> _Provided text_
Interest income and others
Misconception 8:
- Interest I earn on my savings account balance is exempt from income tax.After the removal of Section 80L of the Income Tax Act, interest income from any source including savings account balance, is subject to income tax. What you may be referring to is the rule around tax deducted at source for the interest payments you receive on your savings account. As per existing rules, as long as the combined interest income that you earn, on any savings accounts or fixed deposits, at a single bank branch, is less than Rs.10,000 there will be no tax deducted at source. If you want to better manage your cash flow and do not want tax to be deducted at source you could consider spreading your deposits across multiple bank branches, even if they are of the same banking company.

> _Recorded information_
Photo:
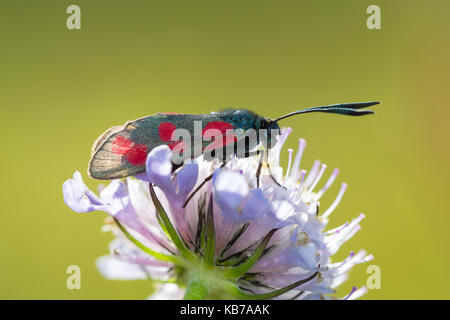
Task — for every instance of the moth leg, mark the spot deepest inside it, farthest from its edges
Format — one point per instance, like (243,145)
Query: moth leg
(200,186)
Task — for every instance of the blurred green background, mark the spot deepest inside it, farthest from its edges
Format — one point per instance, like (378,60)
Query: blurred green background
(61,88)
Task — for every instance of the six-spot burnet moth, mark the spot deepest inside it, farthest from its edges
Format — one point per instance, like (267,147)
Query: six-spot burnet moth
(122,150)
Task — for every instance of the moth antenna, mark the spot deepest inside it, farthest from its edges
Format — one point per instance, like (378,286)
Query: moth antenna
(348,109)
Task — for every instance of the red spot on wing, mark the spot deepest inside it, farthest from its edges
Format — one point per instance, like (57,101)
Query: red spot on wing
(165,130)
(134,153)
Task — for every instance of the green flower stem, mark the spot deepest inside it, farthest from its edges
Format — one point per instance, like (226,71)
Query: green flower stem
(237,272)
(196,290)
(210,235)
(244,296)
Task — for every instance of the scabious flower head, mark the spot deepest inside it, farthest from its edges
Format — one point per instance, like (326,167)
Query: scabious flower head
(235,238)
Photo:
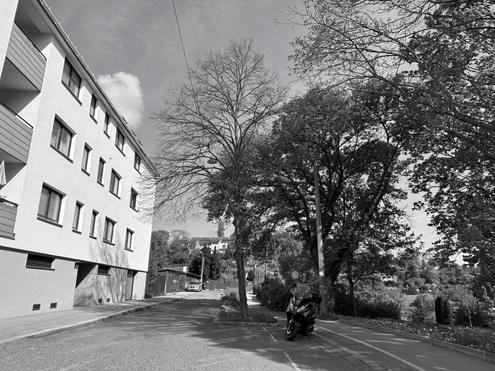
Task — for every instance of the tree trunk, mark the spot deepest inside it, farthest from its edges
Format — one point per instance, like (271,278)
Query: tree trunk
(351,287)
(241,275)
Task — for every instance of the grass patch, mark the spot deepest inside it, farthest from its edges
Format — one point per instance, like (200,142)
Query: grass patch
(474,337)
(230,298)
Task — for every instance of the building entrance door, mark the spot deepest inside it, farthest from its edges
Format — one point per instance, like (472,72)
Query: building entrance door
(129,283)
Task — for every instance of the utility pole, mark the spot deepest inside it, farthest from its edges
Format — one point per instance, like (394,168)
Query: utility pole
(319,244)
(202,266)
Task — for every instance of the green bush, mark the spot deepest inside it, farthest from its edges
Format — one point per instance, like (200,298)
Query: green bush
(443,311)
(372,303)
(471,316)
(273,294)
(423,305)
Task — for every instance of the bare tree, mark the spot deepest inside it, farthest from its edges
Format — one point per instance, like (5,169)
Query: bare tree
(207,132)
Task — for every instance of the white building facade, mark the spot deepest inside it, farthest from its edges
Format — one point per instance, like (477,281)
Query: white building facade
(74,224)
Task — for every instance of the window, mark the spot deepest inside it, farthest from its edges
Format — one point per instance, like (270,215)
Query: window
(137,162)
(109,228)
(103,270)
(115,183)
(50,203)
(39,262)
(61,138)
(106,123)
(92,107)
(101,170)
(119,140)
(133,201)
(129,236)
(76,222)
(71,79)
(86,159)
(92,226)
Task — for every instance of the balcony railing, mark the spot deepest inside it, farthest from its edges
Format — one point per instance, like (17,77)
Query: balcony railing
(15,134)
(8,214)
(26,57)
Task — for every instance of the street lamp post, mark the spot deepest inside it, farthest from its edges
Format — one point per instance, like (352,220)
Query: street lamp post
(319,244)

---

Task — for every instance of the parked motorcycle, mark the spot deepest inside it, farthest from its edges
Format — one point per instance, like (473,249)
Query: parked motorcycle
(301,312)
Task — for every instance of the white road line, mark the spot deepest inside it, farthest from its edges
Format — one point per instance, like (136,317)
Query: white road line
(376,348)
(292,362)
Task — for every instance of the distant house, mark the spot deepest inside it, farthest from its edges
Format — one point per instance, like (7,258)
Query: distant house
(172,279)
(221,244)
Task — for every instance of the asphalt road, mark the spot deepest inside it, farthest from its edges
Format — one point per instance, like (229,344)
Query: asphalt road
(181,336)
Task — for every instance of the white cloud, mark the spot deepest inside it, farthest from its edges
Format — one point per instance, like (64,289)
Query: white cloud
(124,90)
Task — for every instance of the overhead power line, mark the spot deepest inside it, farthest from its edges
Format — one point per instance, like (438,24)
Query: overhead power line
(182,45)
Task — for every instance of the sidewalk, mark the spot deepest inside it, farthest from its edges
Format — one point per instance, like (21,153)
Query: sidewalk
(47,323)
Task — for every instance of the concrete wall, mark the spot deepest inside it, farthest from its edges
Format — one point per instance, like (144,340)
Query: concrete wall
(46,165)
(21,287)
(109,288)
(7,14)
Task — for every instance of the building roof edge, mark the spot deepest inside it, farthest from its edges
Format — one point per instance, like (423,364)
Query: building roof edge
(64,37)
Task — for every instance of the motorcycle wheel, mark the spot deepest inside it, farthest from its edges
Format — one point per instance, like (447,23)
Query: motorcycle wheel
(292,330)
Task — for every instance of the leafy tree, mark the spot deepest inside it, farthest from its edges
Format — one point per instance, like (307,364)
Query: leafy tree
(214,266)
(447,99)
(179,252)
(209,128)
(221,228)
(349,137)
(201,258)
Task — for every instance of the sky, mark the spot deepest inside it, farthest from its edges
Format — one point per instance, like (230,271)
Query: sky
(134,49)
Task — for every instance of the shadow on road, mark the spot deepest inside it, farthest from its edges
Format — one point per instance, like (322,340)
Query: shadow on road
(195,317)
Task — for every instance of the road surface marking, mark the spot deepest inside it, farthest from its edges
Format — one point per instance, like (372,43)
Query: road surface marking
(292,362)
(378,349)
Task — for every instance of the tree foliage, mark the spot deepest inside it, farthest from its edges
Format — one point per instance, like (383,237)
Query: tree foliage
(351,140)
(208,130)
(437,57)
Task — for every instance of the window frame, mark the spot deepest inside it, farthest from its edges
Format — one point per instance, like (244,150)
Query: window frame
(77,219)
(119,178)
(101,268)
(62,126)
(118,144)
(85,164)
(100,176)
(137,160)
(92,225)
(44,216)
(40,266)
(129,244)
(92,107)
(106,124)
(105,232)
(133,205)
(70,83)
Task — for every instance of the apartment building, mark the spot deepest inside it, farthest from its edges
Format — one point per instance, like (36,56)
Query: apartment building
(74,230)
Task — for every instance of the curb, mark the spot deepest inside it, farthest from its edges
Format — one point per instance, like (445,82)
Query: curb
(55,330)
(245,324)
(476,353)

...

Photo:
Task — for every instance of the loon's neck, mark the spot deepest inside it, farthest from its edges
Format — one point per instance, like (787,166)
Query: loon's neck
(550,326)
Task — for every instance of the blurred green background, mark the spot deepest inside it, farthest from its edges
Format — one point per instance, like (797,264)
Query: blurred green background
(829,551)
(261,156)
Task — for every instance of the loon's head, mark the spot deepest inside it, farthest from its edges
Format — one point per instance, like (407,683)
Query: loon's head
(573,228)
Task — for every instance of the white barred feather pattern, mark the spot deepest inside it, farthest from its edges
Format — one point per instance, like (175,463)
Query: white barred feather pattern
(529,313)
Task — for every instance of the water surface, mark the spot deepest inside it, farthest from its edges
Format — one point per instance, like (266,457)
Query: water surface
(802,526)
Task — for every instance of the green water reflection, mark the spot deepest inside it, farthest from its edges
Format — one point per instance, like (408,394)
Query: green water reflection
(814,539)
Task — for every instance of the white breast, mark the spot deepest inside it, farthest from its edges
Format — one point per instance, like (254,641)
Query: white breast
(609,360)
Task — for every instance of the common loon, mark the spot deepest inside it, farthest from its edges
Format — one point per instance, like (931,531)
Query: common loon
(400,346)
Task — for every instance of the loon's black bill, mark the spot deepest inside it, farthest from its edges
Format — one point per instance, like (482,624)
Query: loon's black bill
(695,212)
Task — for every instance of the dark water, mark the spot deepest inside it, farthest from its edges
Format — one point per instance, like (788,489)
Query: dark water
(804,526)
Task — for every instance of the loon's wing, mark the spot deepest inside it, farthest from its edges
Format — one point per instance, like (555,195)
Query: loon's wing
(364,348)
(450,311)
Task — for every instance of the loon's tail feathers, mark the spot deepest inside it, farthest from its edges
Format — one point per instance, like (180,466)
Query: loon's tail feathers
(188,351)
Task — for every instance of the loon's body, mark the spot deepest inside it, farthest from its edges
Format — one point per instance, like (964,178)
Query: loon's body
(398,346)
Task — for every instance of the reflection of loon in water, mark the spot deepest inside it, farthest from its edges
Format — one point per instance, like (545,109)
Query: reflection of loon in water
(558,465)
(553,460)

> _Your objective_
Rewrite the income tax text above, starting with "Interest income and" and going on through "same banking company.", and swap "Misconception" for "Myth".

> _The answer_
Interest income and others
Myth 8:
- Interest I earn on my savings account balance is exempt from income tax.After the removal of Section 80L of the Income Tax Act, interest income from any source including savings account balance, is subject to income tax. What you may be referring to is the rule around tax deducted at source for the interest payments you receive on your savings account. As per existing rules, as long as the combined interest income that you earn, on any savings accounts or fixed deposits, at a single bank branch, is less than Rs.10,000 there will be no tax deducted at source. If you want to better manage your cash flow and do not want tax to be deducted at source you could consider spreading your deposits across multiple bank branches, even if they are of the same banking company.